XPath is a fourth generation declarative language that allows you to specify which nodes you want to process without specifying exactly how the processor is supposed to navigate to those nodes. XPath's data model is very well designed to support exactly what almost all developers want from XML. For instance, it merges all adjacent text including that in CDATA sections, allows values to be calculated that skip over comments and processing instructions` and include text from child and descendant elements, and requires all external entity references to be resolved. In practice, XPath expressions tend to be much more robust against unexpected but perhaps insignificant changes in the input document.

For example, consider a very simple DOM code fragment that prints all the names in the contacts file.

Element contactsElement = doc.getDocumentElement();
NodeList contacts = contactsElement.getChildNodes();
      
for (int i = 0; i < contacts.getLength(); i++) {
  Node current = contacts.item(i);
  if (current.getNodeType() == Node.ELEMENT_NODE) {
     Element contact = (Element) current;
     NodeList children = contact.getChildNodes();
     for (int j = 0; j < contacts.getLength(); j++) {
       Node candidate = children.item(j);
       if (candidate.getNodeType() == Node.ELEMENT_NODE) {
          // Assuming name is the first child element 
          String name = candidate.getFirstChild().getNodeValue();
          System.out.println(name);
          // Assuming there's only one name per contact
          break;
       }
     }
  }
}

This code is very closely tied to the structure of the document. When actually run on Example 35-3 here's the output:

John Doe
Joe 
        
Jane 
Mohammed Jones
914-555-3145
Jason Smith
Xao Li

You can see that it lost half of Joe Smith's name, as well as missing Ben Reilly completely. It also lost track of Jonathan Li and replaced David Smith with his phone number.

Dataset content -

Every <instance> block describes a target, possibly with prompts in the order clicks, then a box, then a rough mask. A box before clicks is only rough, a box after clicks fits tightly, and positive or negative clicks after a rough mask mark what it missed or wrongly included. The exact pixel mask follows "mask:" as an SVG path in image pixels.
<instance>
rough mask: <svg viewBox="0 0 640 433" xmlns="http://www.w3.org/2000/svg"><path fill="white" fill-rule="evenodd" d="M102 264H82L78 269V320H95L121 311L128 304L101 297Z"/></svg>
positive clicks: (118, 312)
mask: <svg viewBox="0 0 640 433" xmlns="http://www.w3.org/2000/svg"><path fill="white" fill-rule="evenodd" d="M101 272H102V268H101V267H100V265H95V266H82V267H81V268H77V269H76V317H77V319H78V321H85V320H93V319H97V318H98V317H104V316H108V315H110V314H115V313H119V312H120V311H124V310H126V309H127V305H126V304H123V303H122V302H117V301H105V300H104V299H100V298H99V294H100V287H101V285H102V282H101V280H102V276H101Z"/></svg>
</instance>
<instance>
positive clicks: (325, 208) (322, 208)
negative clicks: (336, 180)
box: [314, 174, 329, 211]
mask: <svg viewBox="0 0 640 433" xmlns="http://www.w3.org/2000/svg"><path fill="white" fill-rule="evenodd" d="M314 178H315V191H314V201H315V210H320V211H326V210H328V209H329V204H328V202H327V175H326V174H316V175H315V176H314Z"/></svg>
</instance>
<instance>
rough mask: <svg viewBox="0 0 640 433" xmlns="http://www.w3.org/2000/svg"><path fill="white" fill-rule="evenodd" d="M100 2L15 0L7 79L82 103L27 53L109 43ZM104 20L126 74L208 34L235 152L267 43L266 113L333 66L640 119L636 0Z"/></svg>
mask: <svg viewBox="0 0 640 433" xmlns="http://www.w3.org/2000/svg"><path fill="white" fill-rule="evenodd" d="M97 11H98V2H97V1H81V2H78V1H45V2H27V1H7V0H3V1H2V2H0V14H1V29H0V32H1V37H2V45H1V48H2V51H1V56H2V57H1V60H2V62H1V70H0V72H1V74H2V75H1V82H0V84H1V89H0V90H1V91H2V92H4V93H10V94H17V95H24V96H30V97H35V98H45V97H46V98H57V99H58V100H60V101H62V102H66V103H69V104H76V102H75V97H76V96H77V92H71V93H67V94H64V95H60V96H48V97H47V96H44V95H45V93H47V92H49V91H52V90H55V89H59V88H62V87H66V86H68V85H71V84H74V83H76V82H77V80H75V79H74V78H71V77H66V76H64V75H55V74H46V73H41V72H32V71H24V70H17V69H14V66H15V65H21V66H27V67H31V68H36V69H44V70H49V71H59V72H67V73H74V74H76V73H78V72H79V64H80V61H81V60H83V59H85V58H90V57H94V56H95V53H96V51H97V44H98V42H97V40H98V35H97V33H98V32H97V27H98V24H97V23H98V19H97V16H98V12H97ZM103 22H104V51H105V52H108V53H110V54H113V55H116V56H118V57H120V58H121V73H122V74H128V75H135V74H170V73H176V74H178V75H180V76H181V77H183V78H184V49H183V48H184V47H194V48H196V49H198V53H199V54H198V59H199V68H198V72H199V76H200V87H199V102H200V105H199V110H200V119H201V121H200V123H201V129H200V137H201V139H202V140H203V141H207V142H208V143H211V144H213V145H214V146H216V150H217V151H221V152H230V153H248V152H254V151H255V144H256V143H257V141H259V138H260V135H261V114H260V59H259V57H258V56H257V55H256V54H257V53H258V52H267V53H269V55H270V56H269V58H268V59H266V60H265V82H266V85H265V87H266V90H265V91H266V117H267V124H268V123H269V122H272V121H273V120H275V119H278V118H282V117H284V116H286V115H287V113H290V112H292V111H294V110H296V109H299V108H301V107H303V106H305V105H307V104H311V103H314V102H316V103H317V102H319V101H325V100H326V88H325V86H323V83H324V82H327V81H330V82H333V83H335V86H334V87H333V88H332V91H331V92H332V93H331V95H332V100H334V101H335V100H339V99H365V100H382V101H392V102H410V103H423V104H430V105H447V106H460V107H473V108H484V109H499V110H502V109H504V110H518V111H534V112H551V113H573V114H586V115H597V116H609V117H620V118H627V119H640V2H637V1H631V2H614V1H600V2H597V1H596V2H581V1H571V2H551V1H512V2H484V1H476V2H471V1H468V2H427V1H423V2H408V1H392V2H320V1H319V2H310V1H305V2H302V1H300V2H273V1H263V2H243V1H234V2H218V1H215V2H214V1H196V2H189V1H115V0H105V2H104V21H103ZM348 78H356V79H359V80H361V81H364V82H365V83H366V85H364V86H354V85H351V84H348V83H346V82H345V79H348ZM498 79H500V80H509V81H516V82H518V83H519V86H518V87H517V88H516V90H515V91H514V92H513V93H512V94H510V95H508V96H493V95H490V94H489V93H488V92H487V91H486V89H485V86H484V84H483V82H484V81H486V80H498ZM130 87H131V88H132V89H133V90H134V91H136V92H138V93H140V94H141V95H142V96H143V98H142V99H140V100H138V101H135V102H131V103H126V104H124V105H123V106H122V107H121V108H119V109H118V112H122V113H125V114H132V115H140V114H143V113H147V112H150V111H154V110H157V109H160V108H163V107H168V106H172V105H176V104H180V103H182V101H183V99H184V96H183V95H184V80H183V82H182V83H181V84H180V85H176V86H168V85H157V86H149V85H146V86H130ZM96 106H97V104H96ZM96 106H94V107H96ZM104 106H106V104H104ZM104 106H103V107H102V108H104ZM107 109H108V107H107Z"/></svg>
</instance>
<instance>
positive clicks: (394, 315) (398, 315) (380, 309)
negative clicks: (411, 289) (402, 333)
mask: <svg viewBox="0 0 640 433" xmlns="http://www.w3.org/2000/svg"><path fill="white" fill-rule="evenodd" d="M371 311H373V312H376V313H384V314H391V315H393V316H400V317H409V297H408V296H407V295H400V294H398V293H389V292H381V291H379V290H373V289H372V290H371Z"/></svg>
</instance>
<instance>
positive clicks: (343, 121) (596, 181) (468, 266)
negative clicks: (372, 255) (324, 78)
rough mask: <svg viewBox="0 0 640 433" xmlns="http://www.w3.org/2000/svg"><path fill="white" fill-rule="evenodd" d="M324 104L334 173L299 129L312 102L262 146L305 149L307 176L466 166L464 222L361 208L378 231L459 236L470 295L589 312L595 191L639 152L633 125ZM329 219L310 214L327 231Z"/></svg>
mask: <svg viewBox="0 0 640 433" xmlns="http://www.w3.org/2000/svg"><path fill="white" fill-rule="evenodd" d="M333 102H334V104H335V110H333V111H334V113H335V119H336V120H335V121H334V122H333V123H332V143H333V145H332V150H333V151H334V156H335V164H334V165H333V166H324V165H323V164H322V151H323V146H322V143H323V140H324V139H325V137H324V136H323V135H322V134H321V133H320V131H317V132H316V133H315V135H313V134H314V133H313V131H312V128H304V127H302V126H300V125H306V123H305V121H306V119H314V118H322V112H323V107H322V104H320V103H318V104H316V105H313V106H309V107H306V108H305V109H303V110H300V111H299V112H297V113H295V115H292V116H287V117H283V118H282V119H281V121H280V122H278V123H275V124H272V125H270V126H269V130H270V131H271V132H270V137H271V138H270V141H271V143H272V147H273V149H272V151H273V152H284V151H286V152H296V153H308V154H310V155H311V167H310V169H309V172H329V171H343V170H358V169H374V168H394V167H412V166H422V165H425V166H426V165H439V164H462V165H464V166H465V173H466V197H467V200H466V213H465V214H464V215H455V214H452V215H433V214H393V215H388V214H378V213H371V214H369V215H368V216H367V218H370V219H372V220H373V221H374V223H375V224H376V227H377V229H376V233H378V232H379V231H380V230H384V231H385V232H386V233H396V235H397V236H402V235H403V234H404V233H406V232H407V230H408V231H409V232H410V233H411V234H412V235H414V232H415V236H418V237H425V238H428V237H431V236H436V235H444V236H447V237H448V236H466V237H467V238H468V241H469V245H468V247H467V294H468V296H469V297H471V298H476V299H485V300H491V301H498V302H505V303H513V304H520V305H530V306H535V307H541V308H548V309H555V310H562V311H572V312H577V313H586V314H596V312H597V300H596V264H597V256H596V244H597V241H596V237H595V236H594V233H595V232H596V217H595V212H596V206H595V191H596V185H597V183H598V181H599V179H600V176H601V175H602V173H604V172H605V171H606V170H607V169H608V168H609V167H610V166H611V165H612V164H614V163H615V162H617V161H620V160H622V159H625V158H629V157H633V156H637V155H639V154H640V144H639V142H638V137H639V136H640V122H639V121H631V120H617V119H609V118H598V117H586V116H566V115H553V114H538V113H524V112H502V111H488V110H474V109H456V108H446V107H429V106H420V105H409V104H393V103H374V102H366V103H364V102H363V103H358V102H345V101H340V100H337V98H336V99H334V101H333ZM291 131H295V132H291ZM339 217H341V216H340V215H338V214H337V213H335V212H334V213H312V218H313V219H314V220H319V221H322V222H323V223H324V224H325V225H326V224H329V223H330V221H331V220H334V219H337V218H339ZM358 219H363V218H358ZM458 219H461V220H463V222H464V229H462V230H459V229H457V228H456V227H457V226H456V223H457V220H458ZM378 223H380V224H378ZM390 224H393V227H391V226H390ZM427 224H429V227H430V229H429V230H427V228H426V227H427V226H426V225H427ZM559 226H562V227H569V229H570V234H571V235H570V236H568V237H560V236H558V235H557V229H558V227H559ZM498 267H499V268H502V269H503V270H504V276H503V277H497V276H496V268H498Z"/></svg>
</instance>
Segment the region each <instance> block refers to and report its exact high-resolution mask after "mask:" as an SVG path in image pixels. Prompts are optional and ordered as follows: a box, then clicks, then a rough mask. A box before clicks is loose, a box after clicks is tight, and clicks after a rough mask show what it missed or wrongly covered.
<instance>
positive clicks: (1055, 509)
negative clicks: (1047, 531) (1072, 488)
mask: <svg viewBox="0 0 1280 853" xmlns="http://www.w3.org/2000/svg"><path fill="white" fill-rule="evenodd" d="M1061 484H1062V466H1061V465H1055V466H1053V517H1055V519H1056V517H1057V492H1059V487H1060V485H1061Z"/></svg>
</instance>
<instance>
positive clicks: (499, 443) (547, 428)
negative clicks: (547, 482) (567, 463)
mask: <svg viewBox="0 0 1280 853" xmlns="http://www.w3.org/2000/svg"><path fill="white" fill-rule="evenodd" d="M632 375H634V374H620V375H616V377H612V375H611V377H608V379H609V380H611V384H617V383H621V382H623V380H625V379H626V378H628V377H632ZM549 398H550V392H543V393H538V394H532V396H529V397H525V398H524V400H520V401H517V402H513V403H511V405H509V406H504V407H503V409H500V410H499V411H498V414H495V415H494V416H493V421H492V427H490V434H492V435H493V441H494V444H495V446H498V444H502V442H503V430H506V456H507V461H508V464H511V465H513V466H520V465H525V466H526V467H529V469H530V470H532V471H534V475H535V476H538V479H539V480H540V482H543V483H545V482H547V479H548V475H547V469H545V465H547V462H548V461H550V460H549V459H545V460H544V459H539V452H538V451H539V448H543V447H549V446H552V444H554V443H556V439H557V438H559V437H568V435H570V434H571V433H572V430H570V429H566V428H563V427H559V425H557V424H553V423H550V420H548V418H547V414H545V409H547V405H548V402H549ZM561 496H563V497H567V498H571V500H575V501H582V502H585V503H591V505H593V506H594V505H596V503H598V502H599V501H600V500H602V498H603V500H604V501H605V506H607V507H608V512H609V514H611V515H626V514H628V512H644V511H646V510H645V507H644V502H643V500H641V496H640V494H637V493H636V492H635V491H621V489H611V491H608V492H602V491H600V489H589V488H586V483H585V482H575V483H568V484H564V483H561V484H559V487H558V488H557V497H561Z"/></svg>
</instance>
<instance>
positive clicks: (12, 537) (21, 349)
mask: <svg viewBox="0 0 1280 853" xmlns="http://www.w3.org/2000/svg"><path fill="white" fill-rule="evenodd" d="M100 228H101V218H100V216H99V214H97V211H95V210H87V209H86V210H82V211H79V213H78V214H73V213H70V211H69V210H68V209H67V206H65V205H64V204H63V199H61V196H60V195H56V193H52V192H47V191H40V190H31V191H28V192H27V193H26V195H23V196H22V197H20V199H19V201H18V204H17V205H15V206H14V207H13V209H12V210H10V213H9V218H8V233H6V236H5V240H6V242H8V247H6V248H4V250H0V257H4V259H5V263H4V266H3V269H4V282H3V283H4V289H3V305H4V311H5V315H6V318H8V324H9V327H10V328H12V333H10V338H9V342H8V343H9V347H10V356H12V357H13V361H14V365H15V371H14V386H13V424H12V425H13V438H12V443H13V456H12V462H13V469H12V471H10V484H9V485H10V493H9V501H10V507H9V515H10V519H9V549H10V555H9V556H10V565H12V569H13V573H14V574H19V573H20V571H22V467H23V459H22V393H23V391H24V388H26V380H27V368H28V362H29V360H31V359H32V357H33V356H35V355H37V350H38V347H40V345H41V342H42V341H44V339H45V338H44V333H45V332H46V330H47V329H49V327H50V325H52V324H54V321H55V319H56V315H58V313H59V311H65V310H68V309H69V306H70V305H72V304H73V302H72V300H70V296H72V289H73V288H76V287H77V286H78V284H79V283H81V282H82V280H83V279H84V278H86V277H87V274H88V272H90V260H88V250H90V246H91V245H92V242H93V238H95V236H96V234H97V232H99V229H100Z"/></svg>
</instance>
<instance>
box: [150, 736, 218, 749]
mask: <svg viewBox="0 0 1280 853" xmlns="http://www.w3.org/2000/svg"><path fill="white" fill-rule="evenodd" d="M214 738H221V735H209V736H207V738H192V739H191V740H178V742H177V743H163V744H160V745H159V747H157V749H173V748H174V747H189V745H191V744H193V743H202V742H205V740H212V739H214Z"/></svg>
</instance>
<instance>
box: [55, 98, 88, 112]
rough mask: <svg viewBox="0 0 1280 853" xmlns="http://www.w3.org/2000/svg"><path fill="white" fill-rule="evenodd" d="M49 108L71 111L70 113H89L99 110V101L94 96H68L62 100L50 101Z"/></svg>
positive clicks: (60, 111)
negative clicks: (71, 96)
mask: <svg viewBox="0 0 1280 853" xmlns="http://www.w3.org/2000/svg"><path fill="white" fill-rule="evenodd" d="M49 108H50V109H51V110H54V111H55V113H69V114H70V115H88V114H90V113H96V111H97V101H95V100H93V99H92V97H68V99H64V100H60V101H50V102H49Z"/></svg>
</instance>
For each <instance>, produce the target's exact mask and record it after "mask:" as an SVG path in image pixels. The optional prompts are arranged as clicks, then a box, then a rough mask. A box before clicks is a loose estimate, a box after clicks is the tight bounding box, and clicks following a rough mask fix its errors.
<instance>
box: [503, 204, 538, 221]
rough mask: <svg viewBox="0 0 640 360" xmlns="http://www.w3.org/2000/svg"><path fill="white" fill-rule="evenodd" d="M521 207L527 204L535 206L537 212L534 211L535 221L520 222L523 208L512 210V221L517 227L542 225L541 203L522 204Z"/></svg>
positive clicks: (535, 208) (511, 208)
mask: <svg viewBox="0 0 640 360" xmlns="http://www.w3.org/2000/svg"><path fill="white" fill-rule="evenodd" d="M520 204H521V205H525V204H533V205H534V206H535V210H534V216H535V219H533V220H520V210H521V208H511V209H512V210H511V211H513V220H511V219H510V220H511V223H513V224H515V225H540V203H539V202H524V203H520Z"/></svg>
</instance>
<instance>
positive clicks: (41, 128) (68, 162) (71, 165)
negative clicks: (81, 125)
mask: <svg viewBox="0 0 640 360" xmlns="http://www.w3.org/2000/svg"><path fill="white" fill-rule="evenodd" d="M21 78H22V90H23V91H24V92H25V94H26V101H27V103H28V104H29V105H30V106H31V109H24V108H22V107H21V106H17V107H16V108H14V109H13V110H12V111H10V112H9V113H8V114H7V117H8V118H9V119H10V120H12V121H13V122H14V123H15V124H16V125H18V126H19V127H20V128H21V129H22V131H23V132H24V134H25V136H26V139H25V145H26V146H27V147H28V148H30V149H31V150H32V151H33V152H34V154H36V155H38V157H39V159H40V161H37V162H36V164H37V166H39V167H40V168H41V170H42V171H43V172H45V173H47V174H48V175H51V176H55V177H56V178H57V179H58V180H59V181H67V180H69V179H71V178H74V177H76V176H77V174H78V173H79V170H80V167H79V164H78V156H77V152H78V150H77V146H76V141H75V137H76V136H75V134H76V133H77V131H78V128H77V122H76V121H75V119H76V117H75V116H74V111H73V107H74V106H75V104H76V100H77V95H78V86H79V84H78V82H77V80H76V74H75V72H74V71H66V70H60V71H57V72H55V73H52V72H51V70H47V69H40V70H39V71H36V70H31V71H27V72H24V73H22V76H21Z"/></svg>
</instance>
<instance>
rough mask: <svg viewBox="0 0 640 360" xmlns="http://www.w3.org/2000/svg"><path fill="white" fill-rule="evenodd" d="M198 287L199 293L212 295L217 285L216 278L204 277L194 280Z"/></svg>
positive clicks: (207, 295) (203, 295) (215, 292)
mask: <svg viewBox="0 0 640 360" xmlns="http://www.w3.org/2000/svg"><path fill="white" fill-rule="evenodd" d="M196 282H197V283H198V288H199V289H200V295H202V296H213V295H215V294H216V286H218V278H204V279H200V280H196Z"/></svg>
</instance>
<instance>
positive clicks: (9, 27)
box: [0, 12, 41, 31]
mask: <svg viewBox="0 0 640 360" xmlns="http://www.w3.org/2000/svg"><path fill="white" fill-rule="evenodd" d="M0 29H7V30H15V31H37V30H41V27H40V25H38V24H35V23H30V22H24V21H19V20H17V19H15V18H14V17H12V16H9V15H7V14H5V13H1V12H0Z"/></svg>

Written task 1 -
Answer these questions about the XPath passage, one line each:
(a) What does XPath's data model do with adjacent text, including text in CDATA sections?
(b) What did the DOM code print in place of David Smith's name?
(c) Which contact did the DOM code miss completely?
Written task 2 - Resume the XPath passage, writing on from its closing sentence about the names the DOM code lost.
The records have no connection to the XPath passage.

Response area 1 -
(a) It merges all of it.
(b) His phone number.
(c) Ben Reilly.

Response area 2 -
With a little effort, we can improve the DOM code to fix most of the problems. The most important improvement we can make is relying on element names rather than positions. The second most important improvement is using the getElementsByTagName() method to search the entire tree rather than just some expected parts of it. The third most important improvement (and the most difficult to implement correctly) is not assuming all text nodes are adjacent. The final fix is removing the assumption that there's only one name per contact. The improved code follows:

      NodeList names = doc.getElementsByTagName("Name");
      
      for (int i = 0; i < names.getLength(); i++) {
          Node name = names.item(i);
          String value = getFullText(name);
          System.out.println(value);
      }
  
   // ...
  
    public static String getFullText(Node node) {
        StringBuffer result = new StringBuffer(12);
        NodeList children = node.getChildNodes();
        for (int i = 0; i < children.getLength(); i++) {
          Node child = children.item(i);
          int type = child.getNodeType();
          if (type == Node.TEXT_NODE) {
            result.append(child.getNodeValue());
          }
          else if (type == Node.CDATA_SECTION_NODE) {
            result.append(child.getNodeValue());
          }
          else if (type == Node.ELEMENT_NODE) {
            result.append(getFullText(child));
          }
          else if (type == Node.ENTITY_REFERENCE_NODE) {
            result.append(getFullText(child));
          }
        }
        return result.toString();
    }

As you can see, this is somewhat more complex. Note especially the recursion that's necessary to accumulate the complete text of the node. Complexity would increase further in an API that doesn't have an equivalent to getElementsByTagName(), a fairly unique feature of DOM.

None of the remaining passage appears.